**Fragmento del documento**
○ ○ ○ ○ ○ ○ ○

Siguiendo este sendero, Jung diferenciaba entre la analogía y el símbolo subrayando que la primera (propia del turista) explica la idea por medio de otra idea, mientras que por medio del segundo (el creyente) aparece la idea misma (DURAND, 1968, p. 13). Ítem más: Todorov rescataba a Schelling para quien “[…] el símbolo no sólo significa sino que también es” (TODOROV, 1977, p. 292), pues “María Magdalena no sólo significa el arrepentimiento, es el arrepentimiento viviente.” (TODOROV, 1977, p. 242).

○ ○ ○ ○ ○ ○ ○

**Ejercicio 1**
Traduce al inglés esta oración del fragmento sobre el símbolo: "Siguiendo este sendero, Jung diferenciaba entre la analogía y el símbolo subrayando que la primera (propia del turista) explica la idea por medio de otra idea, mientras que por medio del segundo (el creyente) aparece la idea misma (DURAND, 1968, p. 13)."

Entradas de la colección

○ ○ ○ ○ ○ ○ ○

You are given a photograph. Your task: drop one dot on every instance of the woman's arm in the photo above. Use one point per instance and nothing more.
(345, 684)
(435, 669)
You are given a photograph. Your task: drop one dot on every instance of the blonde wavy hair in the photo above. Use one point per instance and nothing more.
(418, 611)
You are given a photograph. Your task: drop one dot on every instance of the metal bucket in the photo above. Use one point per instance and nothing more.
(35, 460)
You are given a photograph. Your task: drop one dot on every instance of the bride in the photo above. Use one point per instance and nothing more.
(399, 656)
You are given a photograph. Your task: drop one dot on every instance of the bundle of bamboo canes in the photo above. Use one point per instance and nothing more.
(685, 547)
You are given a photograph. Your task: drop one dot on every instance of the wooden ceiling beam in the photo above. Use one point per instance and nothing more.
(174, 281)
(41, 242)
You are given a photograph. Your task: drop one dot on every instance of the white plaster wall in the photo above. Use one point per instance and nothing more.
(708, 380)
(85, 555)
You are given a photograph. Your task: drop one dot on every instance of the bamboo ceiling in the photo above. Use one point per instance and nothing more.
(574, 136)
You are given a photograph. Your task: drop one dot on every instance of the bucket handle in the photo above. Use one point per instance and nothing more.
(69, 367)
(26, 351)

○ ○ ○ ○ ○ ○ ○

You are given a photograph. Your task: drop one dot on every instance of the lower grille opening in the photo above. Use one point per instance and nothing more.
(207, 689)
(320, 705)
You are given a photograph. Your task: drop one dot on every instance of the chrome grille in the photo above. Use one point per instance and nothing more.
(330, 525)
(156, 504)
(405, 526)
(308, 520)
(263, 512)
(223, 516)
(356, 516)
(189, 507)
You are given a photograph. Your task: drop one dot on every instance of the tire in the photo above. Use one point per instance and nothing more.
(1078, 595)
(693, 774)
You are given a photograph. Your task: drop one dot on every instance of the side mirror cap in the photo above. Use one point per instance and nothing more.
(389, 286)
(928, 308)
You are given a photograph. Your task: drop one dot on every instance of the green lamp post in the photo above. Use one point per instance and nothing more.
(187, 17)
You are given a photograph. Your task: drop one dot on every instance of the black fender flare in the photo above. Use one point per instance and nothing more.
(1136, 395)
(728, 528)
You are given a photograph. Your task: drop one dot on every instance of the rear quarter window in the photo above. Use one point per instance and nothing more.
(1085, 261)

○ ○ ○ ○ ○ ○ ○

**Ejercicio 2**
Formatea como CSV de dos columnas, "tarea" y "valor", las entradas que van desde la línea que contiene "of the green" hasta la que contiene "(1085, 261)", ambas incluidas. Pon una fila por entrada, con su texto y su respuesta, cada uno en un campo entre comillas y con los saltos de línea convertidos en espacios.

**Respuesta 1**
Following this path, Jung distinguished between analogy and symbol, stressing that the former (characteristic of the tourist) explains the idea by means of another idea, whereas through the latter (the believer) the idea itself appears (DURAND, 1968, p. 13).

**Respuesta 2**
tarea,valor
"You are given a photograph. Your task: drop one dot on every instance of the green lamp post in the photo above. Use one point per instance and nothing more.","(187, 17)"
"You are given a photograph. Your task: drop one dot on every instance of the black fender flare in the photo above. Use one point per instance and nothing more.","(1136, 395) (728, 528)"
"You are given a photograph. Your task: drop one dot on every instance of the rear quarter window in the photo above. Use one point per instance and nothing more.","(1085, 261)"